GOAL A:
Output the entries' lines verbatim, starting with the line that contains "concrete path --all-instances" and continuing through the line that contains "M 245 117 L", including both.

SOURCE:
================================
Freedom in the World 2002 - Peru
|Publication Date||18 December 2001|
|Cite as||Freedom House, Freedom in the World 2002 - Peru, 18 December 2001, available at: http://www.refworld.org/docid/473c53e623.html [accessed 3 July 2015]|
Polity: Presidential-parliamentary democracy
Life Expectancy: 69
Religious Groups: N/A
Ethnic Groups: Indian (45 percent), mestizo (37 percent), white (15 percent), other (3 percent)
Political Rights Score: 1
Civil Liberties Score: 3
Peru's political rights rating improved from 3 to 1, and its status changed from Partly Free to Free, due to the holding of free and fair presidential elections and a general, widespread improvement in the country's political and civil liberties outlook.
The year 2001 marked the first time in nearly a decade that Peruvians did not have to worry much about guerrilla insurgencies, or about elected officials stealing tens of millions from the state, or that the elections that put their leaders in office were fraudulent. The victory of populist Alejandro Toledo in June in free and fair presidential elections – the first Native American ever to win a country's presidency through real elections in the Americas – came after a tightly fought contest in which a once disgraced former president, Alan Garcia, appeared poised for a comeback. Toledo, a peasant's son turned World Bank economist, embraced his indigenous heritage on the campaign trail, calling himself the "Rebel Indian." Former strongman President Alberto Fujimori, who fled to Japan in November 2000 at the height of a corruption scandal, faced homicide charges in Lima for his responsibility in two massacres by paramilitary squads in the early 1900s. His shadowy intelligence chief, Vladimiro Montesinos, who is accused of hiding an ill-gained $270 million, was arrested in Venezuela in June. It was the public release in September 2000 of a secretly recorded videotape of Montesinos bribing an opposition politician that brought down his long-ruling boss. In August, Toledo sacked Peru's top military chiefs and promised to thoroughly restructure the armed forces.
Since independence in 1821, Peru has seen alternating periods of civilian and military rule, with elected civilians holding office since a 12-year-old dictatorship ended in 1980. However, that same year, the Maoist Sendero Luminoso (Shining Path) terrorist group launched a guerrilla war that killed 30,000 people over the next two decades.
Fujimori, a university rector and engineer, defeated the novelist Mario Vargas Llosa in the 1990 election. In 1992 Fujimori, backed by the military, suspended the constitution and dissolved congress. The move was popular because of people's disdain for Peru's corrupt, elitist political establishment and fear of the Shining Path.
Fujimori held a state-controlled election for an 80-member constituent assembly to replace the congress. The assembly drafted a constitution that established a unicameral congress more closely under presidential control. The constitution was approved in a state-controlled referendum following the capture of the Shining Path leader, Abimael Guzman.
================================
Outline annotation records:
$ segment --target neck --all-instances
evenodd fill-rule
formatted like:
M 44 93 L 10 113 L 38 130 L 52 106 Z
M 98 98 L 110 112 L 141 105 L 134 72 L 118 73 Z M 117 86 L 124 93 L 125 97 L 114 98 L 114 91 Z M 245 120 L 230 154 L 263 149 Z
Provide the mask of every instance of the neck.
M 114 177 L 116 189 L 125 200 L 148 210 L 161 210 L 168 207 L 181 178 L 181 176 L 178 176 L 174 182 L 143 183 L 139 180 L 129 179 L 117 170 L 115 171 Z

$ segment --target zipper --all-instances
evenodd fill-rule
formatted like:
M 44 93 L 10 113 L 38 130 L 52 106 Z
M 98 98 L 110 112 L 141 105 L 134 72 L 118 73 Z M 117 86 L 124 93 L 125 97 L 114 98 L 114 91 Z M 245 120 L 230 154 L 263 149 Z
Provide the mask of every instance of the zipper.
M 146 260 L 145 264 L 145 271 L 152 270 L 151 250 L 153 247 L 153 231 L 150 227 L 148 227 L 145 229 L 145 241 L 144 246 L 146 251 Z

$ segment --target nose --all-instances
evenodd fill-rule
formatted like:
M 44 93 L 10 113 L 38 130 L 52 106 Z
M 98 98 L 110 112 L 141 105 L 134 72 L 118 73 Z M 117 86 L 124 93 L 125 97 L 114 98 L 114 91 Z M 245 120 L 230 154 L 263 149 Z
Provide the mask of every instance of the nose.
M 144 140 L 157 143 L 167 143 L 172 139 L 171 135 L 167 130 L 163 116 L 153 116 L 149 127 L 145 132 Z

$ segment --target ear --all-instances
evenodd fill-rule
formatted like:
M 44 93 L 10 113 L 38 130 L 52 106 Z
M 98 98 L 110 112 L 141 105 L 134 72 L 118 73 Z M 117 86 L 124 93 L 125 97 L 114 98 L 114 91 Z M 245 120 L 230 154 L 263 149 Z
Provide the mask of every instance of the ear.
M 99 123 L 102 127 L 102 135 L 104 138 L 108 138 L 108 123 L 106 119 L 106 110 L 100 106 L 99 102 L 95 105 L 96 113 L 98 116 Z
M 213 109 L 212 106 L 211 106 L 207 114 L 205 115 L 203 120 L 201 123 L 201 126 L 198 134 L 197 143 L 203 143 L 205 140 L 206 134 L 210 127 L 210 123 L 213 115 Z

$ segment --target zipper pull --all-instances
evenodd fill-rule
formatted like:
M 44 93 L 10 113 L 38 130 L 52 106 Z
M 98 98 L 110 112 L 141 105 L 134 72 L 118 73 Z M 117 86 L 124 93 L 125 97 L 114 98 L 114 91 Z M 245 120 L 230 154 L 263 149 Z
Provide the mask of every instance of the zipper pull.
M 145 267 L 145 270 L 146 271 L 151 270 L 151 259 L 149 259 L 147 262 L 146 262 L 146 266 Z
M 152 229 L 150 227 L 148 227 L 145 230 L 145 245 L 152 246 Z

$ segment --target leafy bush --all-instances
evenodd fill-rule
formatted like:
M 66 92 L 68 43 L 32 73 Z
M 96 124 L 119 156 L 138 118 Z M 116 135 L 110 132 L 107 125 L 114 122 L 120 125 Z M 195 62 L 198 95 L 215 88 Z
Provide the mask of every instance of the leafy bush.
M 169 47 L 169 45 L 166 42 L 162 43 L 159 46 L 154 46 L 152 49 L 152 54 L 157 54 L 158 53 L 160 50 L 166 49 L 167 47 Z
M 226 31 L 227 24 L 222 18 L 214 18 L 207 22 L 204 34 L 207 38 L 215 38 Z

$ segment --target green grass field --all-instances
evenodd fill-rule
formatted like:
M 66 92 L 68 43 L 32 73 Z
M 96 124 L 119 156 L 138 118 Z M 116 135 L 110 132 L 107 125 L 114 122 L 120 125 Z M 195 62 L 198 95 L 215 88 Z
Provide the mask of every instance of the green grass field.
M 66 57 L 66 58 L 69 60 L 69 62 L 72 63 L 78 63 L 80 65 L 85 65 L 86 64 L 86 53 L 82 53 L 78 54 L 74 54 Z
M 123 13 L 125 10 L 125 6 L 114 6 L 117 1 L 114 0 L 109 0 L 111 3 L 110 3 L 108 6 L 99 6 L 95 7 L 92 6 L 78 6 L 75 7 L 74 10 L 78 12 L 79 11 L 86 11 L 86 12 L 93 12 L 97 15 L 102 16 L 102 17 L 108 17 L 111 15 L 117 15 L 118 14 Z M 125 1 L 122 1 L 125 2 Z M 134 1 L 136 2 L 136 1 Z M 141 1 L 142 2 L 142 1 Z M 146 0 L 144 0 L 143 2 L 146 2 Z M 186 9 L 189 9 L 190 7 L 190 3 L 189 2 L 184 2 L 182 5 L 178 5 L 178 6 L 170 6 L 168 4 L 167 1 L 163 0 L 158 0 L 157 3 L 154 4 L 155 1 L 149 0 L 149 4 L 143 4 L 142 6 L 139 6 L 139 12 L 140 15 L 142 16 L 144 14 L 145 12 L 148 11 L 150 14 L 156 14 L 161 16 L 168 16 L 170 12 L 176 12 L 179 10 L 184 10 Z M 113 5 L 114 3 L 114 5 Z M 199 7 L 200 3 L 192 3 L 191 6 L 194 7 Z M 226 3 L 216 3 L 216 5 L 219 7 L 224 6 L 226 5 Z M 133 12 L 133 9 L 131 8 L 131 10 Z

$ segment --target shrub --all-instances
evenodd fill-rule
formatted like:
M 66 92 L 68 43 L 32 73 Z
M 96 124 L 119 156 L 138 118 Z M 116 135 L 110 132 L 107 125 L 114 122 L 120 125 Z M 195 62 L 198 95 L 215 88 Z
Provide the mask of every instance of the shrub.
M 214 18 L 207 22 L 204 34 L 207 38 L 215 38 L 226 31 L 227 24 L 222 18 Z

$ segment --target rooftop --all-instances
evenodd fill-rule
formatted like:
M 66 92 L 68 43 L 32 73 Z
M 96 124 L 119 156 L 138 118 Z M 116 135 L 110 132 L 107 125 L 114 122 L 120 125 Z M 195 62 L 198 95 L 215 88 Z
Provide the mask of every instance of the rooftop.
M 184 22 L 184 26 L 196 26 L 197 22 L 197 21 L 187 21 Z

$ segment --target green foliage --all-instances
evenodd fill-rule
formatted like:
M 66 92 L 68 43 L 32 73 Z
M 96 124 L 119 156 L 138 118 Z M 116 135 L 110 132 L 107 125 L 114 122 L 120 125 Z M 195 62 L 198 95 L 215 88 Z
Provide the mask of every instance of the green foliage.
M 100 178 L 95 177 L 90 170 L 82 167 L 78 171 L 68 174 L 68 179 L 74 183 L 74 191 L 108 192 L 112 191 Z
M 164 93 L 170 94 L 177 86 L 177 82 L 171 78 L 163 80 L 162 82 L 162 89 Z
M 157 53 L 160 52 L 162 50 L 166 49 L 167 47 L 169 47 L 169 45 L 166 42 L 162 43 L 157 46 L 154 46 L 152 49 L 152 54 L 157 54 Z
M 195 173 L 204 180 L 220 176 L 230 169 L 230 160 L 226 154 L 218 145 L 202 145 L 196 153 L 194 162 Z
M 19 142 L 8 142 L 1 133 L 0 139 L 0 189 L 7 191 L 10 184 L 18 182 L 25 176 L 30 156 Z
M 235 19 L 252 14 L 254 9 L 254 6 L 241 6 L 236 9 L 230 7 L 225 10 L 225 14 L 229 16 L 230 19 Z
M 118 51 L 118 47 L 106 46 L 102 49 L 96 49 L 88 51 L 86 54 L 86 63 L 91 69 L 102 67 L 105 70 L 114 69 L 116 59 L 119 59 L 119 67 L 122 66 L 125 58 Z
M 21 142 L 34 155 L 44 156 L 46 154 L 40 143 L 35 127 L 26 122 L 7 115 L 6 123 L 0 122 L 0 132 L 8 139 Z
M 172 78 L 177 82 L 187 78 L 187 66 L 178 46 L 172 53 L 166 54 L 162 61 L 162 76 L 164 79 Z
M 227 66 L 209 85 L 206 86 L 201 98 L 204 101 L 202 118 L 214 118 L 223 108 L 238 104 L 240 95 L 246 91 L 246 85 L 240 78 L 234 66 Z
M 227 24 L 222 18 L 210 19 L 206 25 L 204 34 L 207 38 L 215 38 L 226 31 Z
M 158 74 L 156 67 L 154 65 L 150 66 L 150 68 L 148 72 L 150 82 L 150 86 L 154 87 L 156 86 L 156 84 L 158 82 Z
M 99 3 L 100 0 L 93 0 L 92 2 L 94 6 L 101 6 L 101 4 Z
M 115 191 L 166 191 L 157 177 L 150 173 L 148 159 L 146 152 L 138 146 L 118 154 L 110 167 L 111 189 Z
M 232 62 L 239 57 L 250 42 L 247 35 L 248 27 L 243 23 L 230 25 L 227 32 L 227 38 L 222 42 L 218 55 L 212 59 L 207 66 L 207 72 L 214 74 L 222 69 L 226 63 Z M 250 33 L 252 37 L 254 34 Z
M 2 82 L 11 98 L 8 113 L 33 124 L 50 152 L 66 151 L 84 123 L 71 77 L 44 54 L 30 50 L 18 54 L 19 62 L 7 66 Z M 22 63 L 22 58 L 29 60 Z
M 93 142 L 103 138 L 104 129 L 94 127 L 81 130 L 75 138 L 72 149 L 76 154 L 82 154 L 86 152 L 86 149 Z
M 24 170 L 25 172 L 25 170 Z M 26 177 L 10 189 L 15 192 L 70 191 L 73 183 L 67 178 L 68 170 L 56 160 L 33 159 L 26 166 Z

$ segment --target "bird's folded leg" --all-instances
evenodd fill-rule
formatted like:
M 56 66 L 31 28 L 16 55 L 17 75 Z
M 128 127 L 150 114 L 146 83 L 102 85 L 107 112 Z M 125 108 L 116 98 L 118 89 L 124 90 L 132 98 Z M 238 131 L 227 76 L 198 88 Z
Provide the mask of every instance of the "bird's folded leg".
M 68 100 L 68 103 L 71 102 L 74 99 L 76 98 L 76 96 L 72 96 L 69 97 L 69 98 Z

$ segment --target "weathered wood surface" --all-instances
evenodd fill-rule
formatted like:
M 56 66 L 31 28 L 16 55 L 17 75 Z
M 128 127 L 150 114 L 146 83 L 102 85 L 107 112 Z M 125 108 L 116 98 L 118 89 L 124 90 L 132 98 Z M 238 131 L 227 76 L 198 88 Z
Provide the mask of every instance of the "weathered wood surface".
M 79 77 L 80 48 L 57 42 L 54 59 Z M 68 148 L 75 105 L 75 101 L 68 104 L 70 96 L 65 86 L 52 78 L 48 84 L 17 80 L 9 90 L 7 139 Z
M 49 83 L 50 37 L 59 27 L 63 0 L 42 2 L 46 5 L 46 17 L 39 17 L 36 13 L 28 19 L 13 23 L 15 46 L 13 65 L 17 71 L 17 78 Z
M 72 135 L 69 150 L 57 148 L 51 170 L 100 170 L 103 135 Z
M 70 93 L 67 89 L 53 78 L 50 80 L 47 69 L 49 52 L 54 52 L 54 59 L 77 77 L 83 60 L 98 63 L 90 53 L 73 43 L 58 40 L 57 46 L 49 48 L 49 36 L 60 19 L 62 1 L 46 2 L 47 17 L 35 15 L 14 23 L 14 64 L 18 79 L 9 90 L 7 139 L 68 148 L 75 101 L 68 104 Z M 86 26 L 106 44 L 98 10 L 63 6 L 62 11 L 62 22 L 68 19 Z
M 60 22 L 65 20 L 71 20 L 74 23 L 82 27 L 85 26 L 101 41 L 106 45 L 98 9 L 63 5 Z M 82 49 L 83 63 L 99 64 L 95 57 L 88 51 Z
================================
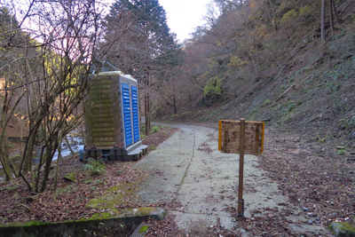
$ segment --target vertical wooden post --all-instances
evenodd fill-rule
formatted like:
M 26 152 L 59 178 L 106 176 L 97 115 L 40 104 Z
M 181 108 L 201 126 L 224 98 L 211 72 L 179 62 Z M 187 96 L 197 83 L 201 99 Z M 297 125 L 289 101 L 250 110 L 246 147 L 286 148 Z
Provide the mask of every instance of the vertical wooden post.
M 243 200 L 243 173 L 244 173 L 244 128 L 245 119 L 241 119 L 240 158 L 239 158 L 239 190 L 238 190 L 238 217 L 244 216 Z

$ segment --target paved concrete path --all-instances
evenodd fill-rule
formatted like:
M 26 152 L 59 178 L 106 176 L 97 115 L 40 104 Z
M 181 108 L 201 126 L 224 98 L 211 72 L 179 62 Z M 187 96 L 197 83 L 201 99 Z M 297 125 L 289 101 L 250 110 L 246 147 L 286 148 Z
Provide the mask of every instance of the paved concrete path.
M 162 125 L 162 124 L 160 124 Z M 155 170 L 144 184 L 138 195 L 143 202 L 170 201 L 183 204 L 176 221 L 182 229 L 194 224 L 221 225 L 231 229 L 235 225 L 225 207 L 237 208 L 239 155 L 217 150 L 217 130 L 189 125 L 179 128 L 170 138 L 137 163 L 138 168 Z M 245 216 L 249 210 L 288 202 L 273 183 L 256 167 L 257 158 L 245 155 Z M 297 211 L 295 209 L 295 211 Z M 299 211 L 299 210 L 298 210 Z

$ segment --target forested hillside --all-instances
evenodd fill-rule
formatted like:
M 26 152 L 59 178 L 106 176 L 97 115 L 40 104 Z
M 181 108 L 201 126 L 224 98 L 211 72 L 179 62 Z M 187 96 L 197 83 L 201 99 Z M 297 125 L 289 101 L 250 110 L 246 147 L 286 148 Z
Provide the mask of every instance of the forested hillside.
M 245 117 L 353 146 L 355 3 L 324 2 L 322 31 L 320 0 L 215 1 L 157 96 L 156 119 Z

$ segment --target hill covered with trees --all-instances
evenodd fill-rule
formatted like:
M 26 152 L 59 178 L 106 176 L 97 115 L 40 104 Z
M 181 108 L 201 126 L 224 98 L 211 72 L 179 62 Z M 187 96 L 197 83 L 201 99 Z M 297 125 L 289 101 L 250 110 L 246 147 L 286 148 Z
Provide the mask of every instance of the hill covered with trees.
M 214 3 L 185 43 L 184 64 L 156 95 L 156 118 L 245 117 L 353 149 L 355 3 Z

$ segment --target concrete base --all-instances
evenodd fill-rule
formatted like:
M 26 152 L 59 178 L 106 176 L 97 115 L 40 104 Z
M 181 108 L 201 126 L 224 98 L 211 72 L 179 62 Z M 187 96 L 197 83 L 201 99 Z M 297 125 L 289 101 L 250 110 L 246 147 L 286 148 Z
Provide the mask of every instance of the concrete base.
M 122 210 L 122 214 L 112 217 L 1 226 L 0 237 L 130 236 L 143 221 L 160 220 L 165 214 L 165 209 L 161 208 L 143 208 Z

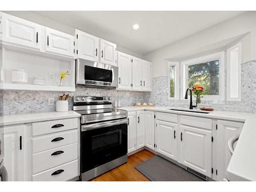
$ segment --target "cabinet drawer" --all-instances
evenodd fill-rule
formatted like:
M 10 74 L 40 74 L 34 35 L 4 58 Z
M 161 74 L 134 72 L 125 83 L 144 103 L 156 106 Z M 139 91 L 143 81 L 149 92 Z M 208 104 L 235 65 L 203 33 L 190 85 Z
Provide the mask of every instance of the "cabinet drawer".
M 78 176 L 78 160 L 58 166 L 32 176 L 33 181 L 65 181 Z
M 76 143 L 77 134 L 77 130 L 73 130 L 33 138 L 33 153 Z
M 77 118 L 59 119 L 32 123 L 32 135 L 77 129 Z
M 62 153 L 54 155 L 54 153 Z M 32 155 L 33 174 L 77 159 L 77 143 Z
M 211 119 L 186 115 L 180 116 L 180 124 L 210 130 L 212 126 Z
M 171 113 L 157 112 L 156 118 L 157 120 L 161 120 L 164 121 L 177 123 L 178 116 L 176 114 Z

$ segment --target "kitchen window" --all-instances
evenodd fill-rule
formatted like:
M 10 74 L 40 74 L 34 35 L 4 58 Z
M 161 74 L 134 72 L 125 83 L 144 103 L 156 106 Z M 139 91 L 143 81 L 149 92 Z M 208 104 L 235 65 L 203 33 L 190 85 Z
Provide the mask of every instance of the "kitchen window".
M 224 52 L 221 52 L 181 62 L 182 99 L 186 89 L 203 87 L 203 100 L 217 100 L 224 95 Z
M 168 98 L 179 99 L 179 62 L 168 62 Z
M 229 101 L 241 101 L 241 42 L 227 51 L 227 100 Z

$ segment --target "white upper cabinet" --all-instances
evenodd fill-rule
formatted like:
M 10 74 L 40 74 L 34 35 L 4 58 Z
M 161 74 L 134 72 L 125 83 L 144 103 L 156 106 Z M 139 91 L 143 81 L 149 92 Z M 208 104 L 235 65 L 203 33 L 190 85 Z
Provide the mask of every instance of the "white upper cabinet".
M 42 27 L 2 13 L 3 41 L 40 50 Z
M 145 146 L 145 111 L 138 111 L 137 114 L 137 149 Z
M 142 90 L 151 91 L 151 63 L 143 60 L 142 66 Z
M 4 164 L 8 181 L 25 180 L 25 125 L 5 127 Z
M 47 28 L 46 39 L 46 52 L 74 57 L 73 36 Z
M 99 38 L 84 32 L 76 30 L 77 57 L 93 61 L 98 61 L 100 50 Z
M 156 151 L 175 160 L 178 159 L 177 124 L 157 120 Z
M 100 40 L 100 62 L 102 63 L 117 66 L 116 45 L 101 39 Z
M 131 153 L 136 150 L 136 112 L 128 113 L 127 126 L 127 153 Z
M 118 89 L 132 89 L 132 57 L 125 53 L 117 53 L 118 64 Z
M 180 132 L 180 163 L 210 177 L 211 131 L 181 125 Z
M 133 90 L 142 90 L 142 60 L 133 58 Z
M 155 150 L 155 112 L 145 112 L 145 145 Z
================================
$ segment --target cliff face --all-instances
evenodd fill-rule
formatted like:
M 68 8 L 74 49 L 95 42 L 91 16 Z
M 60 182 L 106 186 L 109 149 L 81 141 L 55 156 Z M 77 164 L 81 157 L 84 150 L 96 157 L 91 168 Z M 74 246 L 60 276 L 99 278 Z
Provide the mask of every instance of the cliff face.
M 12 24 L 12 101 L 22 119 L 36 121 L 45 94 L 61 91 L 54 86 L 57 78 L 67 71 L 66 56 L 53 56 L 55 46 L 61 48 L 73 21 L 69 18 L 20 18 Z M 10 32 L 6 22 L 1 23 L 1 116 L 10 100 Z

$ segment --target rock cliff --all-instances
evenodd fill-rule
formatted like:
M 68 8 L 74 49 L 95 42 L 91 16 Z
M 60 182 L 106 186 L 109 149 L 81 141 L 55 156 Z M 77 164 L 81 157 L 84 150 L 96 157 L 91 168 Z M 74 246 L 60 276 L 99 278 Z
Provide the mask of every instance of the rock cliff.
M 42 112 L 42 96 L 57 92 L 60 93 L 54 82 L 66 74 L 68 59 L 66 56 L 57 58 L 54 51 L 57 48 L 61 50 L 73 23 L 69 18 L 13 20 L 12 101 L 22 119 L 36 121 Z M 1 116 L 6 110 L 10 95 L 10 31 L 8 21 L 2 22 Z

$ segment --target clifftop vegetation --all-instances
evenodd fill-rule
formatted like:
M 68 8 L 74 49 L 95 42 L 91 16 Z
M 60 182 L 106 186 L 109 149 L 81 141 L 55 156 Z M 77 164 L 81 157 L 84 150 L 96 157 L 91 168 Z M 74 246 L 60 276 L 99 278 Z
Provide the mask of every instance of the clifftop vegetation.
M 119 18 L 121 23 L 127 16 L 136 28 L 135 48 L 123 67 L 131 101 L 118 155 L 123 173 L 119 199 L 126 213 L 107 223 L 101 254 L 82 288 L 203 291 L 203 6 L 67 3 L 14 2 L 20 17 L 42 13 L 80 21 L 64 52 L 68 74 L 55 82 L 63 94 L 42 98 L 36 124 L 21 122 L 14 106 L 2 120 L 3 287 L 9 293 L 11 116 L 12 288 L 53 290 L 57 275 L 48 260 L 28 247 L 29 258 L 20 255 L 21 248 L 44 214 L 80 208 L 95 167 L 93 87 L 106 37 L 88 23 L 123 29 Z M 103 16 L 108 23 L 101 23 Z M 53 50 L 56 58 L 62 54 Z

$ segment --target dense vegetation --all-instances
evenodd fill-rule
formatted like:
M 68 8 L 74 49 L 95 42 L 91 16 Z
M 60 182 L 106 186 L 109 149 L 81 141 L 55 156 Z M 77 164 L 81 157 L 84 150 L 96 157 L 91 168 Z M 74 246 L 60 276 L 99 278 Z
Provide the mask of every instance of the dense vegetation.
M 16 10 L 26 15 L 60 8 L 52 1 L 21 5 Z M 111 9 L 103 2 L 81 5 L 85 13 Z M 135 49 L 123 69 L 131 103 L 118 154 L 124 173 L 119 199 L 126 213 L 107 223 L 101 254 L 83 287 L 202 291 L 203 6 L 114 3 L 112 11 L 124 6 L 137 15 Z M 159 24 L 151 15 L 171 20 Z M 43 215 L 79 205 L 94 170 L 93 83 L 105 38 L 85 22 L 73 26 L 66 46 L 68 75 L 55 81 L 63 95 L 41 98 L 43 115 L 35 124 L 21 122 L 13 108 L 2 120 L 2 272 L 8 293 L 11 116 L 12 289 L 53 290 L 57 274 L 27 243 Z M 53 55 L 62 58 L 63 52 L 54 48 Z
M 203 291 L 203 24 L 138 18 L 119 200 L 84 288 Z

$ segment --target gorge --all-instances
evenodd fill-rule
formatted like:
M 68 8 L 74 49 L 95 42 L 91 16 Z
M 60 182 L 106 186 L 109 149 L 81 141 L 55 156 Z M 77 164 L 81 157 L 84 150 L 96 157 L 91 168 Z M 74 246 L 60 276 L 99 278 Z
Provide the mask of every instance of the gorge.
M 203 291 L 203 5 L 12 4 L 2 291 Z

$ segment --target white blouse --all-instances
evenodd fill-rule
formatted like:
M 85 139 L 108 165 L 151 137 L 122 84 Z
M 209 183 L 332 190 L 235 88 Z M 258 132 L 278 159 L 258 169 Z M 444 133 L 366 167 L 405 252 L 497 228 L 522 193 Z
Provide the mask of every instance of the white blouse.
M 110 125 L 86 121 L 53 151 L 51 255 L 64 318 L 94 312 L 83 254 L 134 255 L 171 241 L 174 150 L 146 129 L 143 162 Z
================================
GOAL B:
Answer these questions using the report on Peru:
(i) In what year did Fujimori defeat Mario Vargas Llosa in an election?
(ii) In which country was Vladimiro Montesinos arrested?
(iii) How many members made up the constituent assembly that replaced the congress?

TASK RESPONSE A:
$ segment --target paved concrete path --all-instances
evenodd fill-rule
formatted like:
M 26 152 L 59 178 L 106 176 L 97 115 L 40 104 Z
M 181 108 L 201 126 L 224 98 L 211 72 L 179 62 Z M 187 96 L 197 83 L 201 99 Z M 297 125 L 289 101 L 250 110 L 246 147 L 286 148 Z
Provide the mask of every instance of the paved concrete path.
M 162 125 L 162 124 L 160 124 Z M 155 170 L 144 184 L 138 195 L 143 202 L 170 201 L 183 204 L 176 221 L 182 229 L 194 224 L 221 225 L 231 229 L 235 225 L 225 207 L 237 208 L 239 155 L 217 150 L 217 130 L 189 125 L 179 128 L 170 138 L 137 163 L 138 168 Z M 245 216 L 249 210 L 288 202 L 273 183 L 256 167 L 257 158 L 245 155 Z M 297 211 L 295 209 L 295 211 Z M 299 211 L 299 210 L 298 210 Z

$ segment --target forested hillside --all-instances
evenodd fill-rule
formatted like:
M 26 152 L 59 178 L 106 176 L 97 115 L 40 104 Z
M 181 108 L 201 126 L 224 98 L 211 72 L 179 62 Z M 187 96 L 197 83 L 201 99 Z M 297 125 L 289 101 L 250 110 L 246 147 L 286 148 Z
Provide the mask of every instance of the forested hillside.
M 245 117 L 353 146 L 355 3 L 324 2 L 322 31 L 320 0 L 215 1 L 157 96 L 156 119 Z

TASK RESPONSE B:
(i) 1990
(ii) Venezuela
(iii) 80